# Exercise instructions
Reproduce all records verbatim.
# START OF Data supplied
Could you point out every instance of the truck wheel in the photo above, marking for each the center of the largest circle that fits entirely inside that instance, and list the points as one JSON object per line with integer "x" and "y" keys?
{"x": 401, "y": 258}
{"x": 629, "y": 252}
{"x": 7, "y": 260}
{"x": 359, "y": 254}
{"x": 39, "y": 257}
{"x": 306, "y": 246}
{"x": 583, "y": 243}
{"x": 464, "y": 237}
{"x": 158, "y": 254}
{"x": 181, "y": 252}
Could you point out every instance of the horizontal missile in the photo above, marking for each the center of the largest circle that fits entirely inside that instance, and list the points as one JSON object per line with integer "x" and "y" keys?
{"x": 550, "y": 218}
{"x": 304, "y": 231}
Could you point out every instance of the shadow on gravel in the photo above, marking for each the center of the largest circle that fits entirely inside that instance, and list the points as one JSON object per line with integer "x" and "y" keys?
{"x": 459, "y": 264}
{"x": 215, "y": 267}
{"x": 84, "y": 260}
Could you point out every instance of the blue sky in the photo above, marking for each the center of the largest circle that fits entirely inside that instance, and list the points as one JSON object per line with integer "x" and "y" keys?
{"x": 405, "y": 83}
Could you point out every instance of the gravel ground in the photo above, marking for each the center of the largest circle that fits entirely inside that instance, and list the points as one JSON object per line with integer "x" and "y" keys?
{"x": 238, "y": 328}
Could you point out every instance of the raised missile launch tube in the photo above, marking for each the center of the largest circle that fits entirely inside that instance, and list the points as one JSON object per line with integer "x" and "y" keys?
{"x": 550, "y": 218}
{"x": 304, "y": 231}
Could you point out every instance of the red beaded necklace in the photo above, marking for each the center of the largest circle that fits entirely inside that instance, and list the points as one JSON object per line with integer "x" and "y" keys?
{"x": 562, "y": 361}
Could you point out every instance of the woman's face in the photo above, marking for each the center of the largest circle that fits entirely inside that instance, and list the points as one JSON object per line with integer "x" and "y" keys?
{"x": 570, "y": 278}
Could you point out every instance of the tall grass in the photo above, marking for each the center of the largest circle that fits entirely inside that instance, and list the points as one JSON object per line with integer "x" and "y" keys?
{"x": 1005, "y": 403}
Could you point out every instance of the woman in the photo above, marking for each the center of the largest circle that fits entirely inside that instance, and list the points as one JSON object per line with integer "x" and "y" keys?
# END OF Data supplied
# Result of the exercise
Could you point out every instance of the truck wheel in the photo above, marking for each the center of the largest circle that fits entirely inside that instance, and list the points as one JSON object per line with integer "x" and "y" keys?
{"x": 401, "y": 258}
{"x": 629, "y": 252}
{"x": 7, "y": 260}
{"x": 359, "y": 254}
{"x": 39, "y": 257}
{"x": 306, "y": 246}
{"x": 583, "y": 243}
{"x": 464, "y": 237}
{"x": 158, "y": 254}
{"x": 181, "y": 252}
Could you point out every instance of the horizontal missile in the photo above, marking for each the center of the largest circle that fits entirely inside that instance, and list the points as one JSON object per line with integer "x" and "y" keys?
{"x": 550, "y": 218}
{"x": 304, "y": 231}
Could you point out every instance of the shadow on gravel in the photo above, marking for each the center of the largest circle that fits entirely inside that instance, and list the points as one JSON object per line with integer "x" and "y" keys?
{"x": 459, "y": 264}
{"x": 215, "y": 267}
{"x": 84, "y": 260}
Could you point out every instance of the blue sky in the photo above, marking for each the center of the largest circle that fits entirely inside that instance, and list the points as one JSON object per line with integer "x" and "y" keys?
{"x": 405, "y": 83}
Could you point out every instance of the gravel ground in the photo above, marking for each the center of the largest circle that fits entirely inside that instance, and list the points as one JSON object per line with integer "x" and "y" keys?
{"x": 238, "y": 328}
Could you point out every instance of the raised missile launch tube in the photo above, marking for each the center of the largest circle that fits entirely inside that instance, and list the points as one JSON object per line with integer "x" and "y" keys?
{"x": 550, "y": 218}
{"x": 304, "y": 231}
Could you point out every instance of the red beaded necklace in the photo above, marking for each the center of the largest circle that fits entirely inside that instance, and list the points as one JSON object per line with integer "x" and "y" keys?
{"x": 562, "y": 361}
Could you point out every instance of the woman's face in the photo above, marking for each the center of the largest circle that fits entirely inside that instance, and list the points as one JSON object per line with integer "x" and "y" keys?
{"x": 570, "y": 278}
Could you point out every instance of the tall grass in the photo above, marking for each the center of the largest circle that fits entirely inside that instance, and list the points as one JSON object per line with integer "x" and "y" keys?
{"x": 1005, "y": 403}
Could you point out every instance of the woman in the photo above, marking for each the center of the largest circle that fits entirely inside that instance, and list the points as one JSON object per line with integer "x" and "y" keys?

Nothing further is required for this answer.